Format every line of the listing below as a string in a single JSON list, one string per line, leaving out any blank lines.

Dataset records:
· · · · · · ·

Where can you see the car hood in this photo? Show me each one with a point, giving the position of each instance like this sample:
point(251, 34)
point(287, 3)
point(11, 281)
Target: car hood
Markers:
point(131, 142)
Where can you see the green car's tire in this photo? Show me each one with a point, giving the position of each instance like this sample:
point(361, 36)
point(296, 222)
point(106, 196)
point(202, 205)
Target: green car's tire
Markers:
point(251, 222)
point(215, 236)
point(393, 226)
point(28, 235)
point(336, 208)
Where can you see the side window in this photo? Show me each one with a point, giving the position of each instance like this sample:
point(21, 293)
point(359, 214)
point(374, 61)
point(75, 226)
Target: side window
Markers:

· · · · · · ·

■ SOLUTION ■
[
  "Where can you see the car hood in this photo? Show me each one with a point, giving the position of each instance like this sample:",
  "point(251, 34)",
  "point(287, 3)",
  "point(11, 281)",
  "Target: car hood",
  "Markers:",
  "point(131, 142)",
  "Where can you see the green car's tire in this photo? Show me each one with a point, giving the position of each instance like this sample:",
  "point(361, 36)",
  "point(296, 222)",
  "point(106, 196)",
  "point(202, 205)",
  "Target: green car's tire",
  "Markers:",
  "point(251, 222)",
  "point(215, 236)",
  "point(393, 226)",
  "point(28, 235)",
  "point(336, 208)",
  "Where can you see the side window in this photo? Show me each one with a point, giving the position of each instance like this sample:",
  "point(21, 293)",
  "point(359, 214)",
  "point(374, 61)",
  "point(75, 226)",
  "Target: side window",
  "Markers:"
]